Instructions -
A. Answer these from the Hatyai University text:
(i) In which city and province is the university located?
(ii) Who established Hatyai City College?
(iii) On what date was the inaugural ceremony held?
B. Please carry on the Hatyai University text from the point where it stops.

Hatyai University   () is a private university in Hat Yai, Songkhla Province, Thailand. Founded in 1997, the university offers undergraduate programs through its seven faculties: business administration, law, education and liberal arts, science and technology, political science, communication arts, and Didyasarin International College. Its graduate school offers in education administration, business administration programs, and doctoral programs.

History
Hatyai University was the first private university in southern Thailand. It was previously named Hatyai City College and was established on 9 April 1997 by Madam Praneet Didyasarin, the founder and the licensee of Hatyai Amnuaywit School Group. The Ministry of University Education Affairs promoted Hatyai City College to university status on 30 May 2003. 

Hatyai University first became a college on 9 April 1997. with the inaugural ceremony held on 20 April 1999. On 4 June 2003, it became a university. The institutional status was officially changed from Hatyai City College to Hatyai University.

1997
 Establishment of Hatyai City College and the first faculty was Faculty of Business Management offered one curriculum, Bachelor of Business Administration (BBA.) (four year program) in three fields: management, accounting, and marketing.

Picture annotation records -
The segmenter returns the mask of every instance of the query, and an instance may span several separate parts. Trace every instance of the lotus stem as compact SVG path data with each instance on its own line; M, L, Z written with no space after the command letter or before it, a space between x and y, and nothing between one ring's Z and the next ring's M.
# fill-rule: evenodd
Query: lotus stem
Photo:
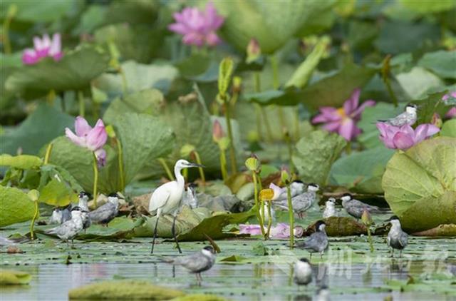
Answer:
M227 173L227 156L225 155L225 151L222 148L220 148L220 170L222 170L222 178L224 182L228 178L228 173Z
M93 153L93 206L97 208L97 188L98 185L98 165L97 156Z
M160 163L163 167L163 169L166 172L166 175L167 175L170 180L174 180L174 175L172 175L172 173L171 173L171 170L168 167L168 165L166 164L166 161L165 160L165 159L163 159L162 158L159 158L158 162L160 162Z
M289 184L286 185L286 197L288 199L288 213L290 220L290 248L294 246L294 213L293 212L293 203L291 203L291 190Z
M234 174L237 173L237 163L236 163L236 150L234 150L234 140L233 139L233 132L231 128L229 111L229 103L225 101L225 118L227 120L227 128L228 128L228 137L229 138L229 159L231 160L231 172L232 174Z
M197 160L197 163L202 165L201 162L201 158L200 158L198 152L197 152L196 150L193 150L193 153L195 154L195 158ZM200 170L200 178L201 178L201 180L202 181L202 186L204 188L206 185L206 177L204 176L204 170L203 170L202 167L198 167L198 170Z
M272 225L272 214L271 213L271 200L268 201L268 230L266 233L266 239L269 239L269 235L271 233L271 226Z
M118 165L119 165L119 176L120 178L120 187L122 188L122 191L125 188L125 175L123 173L123 151L122 150L122 144L120 143L120 141L119 139L115 139L115 142L117 144L117 150L118 153Z
M52 147L53 144L52 143L48 144L48 147L46 148L46 154L44 155L44 164L49 163L49 158L51 157L51 153L52 153Z
M259 228L261 229L261 234L263 235L263 236L264 236L264 224L263 223L263 218L259 214L260 208L259 203L258 201L258 186L256 185L256 174L254 172L252 173L252 177L254 180L254 197L255 199L255 207L256 208L256 219L258 220L258 223L259 223Z
M35 213L33 214L33 218L31 219L31 223L30 223L30 238L31 240L33 240L35 237L33 233L33 228L35 227L35 220L36 220L38 213L38 200L35 200L33 201L33 203L35 204Z
M79 116L85 117L86 116L86 100L82 91L78 91L78 102L79 104Z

Outputs in order -
A.
(i) Hat Yai, Songkhla Province, Thailand
(ii) Madam Praneet Didyasarin
(iii) 20 April 1999

B.
 There were 182 students 
 The first strategic plan for university development was set up for 1997-2001

1998
 Faculty of Business Management offered a two-year program with one curriculum: Bachelor of Business Administration (BBA) in three fields: management, accounting, and marketing.  
 847 students (increased 665 students from 1997).

1999
 Official Foundation Ceremony of Hatyai City College was conducted on 20 February 1999 by the former Prime Minister, Mr. Chuan Leekpai.  
 The Faculty of Business Management offered two fields (two and four year programs): Business Computer and Human Resources Management.  
 1,808 students (increased 961 students from 1998).

2000
 The Faculty of Law was founded to offer the a curriculum, Bachelor of Laws (LLB.)  
 HU first graduation ceremony was held for students who graduated from the Continuing program in the Faculty of Business Management.  
 2,417 students (increased 609 students from 1999).

2001
 The Faculty of Liberal Arts was founded to offer the new curriculum: Bachelor of Arts (BA) in Business English program (four year program).  
 The Graduate School was founded to offer a new curriculum, Master of Education (MEd) in one field, educational administration.  
 3,205 students (increased 788 students from 2000).  
 Memorandum of Understanding Signing Ceremony was conducted between Universiti Utara Malaysia and Hatyai University. 
 Official Signing Agreement of Establishment of Authorized Sun Education Center (ASEC) was conducted between Microsystems and Hatyai University. It is the first center in southern Thailand for producing Java programmers. 
 Implementation plan of the quality assurance was set up. 
 Implementation plan of the university development was set up for the second period (2002-2007).

2002
 Faculty of Science and Technology was founded to offer the new curriculum; Bachelor of Science (B.Sc.) (four year program) in one field, information technology.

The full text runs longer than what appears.